- **Problem to solve**
I'd like every line in the following listing that holds "table" copied.
[Start of Attachment]
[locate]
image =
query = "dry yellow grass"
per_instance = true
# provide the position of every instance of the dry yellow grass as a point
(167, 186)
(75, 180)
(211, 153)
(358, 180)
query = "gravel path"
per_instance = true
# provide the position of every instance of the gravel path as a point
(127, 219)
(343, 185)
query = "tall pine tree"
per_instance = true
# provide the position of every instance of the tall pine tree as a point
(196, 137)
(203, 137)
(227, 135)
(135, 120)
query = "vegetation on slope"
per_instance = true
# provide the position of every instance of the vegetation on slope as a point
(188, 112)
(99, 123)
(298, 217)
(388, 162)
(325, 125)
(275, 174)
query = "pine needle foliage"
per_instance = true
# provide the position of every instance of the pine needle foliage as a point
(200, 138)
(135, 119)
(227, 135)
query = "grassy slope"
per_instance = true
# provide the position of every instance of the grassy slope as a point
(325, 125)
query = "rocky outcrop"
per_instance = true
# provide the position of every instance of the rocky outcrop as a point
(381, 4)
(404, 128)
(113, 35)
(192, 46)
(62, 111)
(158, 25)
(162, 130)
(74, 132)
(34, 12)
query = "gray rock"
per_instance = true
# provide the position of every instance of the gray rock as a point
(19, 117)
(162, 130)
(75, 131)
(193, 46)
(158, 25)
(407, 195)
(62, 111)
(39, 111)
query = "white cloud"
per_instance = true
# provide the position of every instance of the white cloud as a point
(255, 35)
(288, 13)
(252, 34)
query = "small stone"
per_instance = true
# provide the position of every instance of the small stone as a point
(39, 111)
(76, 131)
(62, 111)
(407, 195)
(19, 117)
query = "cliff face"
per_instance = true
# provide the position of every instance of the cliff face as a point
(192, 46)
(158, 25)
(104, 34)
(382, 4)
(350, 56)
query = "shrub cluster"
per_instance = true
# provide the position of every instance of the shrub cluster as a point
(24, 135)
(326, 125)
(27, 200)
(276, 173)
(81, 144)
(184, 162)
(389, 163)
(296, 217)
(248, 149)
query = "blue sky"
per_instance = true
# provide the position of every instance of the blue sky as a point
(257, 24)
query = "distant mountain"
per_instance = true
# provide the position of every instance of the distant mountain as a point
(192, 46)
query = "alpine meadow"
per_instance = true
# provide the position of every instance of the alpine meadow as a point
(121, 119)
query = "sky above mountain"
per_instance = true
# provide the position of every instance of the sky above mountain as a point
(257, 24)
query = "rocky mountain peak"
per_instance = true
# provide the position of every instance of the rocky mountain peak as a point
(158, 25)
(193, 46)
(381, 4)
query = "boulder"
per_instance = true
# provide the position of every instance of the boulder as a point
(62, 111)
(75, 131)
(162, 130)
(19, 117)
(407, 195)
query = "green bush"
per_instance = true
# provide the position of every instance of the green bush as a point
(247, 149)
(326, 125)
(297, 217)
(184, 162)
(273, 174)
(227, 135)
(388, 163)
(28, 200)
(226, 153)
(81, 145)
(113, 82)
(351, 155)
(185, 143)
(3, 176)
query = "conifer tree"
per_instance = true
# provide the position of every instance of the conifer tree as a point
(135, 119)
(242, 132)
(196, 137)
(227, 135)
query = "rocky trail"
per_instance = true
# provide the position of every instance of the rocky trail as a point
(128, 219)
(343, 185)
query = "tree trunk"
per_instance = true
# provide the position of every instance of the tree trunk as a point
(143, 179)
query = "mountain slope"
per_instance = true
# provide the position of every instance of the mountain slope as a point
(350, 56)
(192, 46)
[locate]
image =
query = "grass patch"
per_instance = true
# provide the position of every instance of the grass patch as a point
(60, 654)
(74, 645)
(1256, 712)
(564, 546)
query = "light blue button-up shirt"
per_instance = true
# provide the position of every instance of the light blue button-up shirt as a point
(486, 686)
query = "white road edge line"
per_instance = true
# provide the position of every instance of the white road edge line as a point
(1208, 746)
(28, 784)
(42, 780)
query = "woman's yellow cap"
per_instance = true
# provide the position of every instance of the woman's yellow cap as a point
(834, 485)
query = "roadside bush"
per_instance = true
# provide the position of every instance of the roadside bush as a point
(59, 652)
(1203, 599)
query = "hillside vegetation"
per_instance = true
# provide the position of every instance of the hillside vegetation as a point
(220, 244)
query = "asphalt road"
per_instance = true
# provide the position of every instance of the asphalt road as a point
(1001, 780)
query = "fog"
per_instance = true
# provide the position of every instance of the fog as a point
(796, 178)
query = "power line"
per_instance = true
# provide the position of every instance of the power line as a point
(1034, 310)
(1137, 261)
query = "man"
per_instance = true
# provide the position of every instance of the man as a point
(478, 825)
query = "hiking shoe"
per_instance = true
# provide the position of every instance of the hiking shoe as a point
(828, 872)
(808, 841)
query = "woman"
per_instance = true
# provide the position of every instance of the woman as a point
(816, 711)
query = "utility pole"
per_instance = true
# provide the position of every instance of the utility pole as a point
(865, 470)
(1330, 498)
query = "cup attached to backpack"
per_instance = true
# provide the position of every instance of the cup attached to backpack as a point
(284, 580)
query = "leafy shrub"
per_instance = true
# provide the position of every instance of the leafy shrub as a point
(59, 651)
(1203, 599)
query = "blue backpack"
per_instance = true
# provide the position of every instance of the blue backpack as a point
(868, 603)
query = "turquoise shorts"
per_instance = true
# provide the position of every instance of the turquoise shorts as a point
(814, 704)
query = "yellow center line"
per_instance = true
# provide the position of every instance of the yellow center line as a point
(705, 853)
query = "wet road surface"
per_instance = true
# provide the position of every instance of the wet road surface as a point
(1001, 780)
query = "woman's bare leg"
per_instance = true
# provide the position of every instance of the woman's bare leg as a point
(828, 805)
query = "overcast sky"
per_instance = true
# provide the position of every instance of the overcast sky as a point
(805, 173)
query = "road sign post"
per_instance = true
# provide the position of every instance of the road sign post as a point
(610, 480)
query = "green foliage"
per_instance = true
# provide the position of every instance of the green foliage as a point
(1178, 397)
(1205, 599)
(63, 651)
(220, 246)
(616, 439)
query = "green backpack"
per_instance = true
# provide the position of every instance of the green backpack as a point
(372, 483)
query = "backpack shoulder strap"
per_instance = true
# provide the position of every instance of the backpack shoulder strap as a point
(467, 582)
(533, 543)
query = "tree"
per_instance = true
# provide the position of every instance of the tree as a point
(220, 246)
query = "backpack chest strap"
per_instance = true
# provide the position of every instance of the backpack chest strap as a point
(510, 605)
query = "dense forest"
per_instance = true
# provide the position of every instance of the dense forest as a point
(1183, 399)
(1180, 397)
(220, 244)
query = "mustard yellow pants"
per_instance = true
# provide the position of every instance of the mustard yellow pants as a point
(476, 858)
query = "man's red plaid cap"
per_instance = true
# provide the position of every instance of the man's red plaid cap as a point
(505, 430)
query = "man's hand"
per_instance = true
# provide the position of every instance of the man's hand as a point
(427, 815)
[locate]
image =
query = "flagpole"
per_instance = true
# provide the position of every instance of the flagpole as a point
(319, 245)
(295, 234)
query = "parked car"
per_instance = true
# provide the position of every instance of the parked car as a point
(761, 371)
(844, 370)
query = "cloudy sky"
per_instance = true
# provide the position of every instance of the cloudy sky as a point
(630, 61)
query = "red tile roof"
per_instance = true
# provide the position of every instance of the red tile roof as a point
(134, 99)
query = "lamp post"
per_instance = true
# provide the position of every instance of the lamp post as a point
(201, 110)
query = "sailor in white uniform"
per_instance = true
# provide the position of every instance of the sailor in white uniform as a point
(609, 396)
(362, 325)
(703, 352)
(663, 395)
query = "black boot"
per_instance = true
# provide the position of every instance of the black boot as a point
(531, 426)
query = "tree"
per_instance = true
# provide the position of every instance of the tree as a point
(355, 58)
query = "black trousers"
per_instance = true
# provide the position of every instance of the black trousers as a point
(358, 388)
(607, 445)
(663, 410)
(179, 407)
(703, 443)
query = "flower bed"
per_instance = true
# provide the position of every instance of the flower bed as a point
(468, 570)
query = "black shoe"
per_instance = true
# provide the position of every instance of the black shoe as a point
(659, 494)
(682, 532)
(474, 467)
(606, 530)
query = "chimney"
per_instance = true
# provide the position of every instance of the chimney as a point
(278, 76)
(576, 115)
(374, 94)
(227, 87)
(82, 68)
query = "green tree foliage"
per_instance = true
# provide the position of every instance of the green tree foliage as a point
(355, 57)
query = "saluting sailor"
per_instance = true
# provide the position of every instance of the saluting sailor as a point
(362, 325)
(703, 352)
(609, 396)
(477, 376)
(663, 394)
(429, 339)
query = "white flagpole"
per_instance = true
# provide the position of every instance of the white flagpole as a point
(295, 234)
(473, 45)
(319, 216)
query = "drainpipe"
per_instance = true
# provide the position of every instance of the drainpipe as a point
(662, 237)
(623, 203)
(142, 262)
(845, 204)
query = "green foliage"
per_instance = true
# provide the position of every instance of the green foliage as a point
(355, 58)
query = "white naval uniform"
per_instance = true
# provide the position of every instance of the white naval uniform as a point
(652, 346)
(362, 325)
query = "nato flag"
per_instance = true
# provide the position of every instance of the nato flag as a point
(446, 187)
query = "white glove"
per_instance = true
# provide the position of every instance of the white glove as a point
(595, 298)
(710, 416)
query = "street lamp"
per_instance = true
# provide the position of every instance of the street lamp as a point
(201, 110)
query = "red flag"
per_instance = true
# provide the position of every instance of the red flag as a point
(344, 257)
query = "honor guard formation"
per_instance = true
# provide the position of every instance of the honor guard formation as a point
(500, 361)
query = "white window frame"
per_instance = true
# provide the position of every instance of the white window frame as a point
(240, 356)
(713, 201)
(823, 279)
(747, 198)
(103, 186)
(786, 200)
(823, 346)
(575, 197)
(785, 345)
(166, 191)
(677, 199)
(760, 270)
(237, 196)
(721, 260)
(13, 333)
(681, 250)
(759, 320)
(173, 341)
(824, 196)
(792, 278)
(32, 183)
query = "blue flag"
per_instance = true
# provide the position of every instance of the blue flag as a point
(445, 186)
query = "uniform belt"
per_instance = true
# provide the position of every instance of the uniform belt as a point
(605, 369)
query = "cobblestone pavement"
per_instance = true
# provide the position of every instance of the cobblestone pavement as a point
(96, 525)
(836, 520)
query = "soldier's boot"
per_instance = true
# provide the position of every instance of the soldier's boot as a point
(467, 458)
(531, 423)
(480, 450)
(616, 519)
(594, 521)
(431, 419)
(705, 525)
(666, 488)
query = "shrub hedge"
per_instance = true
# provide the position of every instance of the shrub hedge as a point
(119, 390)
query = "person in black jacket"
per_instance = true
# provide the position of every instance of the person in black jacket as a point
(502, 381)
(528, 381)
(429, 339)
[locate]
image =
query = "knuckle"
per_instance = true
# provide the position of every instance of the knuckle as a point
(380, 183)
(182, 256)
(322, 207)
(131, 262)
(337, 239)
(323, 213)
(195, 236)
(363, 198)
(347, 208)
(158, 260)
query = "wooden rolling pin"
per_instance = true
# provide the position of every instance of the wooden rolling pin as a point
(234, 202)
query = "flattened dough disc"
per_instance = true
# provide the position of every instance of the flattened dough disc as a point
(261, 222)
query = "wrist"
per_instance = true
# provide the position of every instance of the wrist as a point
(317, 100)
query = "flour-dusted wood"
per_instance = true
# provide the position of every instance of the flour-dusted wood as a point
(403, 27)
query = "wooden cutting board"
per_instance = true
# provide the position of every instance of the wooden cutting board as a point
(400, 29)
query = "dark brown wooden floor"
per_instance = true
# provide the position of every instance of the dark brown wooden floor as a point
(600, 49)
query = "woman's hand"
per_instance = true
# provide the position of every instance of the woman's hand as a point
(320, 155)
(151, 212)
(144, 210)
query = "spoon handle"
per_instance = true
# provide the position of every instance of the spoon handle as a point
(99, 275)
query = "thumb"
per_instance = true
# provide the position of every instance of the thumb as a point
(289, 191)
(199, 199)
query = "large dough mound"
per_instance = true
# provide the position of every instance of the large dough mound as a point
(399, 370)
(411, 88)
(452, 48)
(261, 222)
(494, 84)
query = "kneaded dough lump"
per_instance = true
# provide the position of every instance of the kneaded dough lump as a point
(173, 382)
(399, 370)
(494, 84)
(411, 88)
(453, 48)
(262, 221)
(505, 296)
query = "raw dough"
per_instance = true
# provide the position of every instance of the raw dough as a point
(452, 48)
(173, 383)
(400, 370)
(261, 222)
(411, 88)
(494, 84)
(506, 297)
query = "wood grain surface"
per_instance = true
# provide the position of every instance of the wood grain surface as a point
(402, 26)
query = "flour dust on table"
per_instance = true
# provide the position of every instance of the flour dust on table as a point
[End of Attachment]
- **Worked solution**
query = "flour dust on table"
# provide the position of every instance of the flour dust on table as a point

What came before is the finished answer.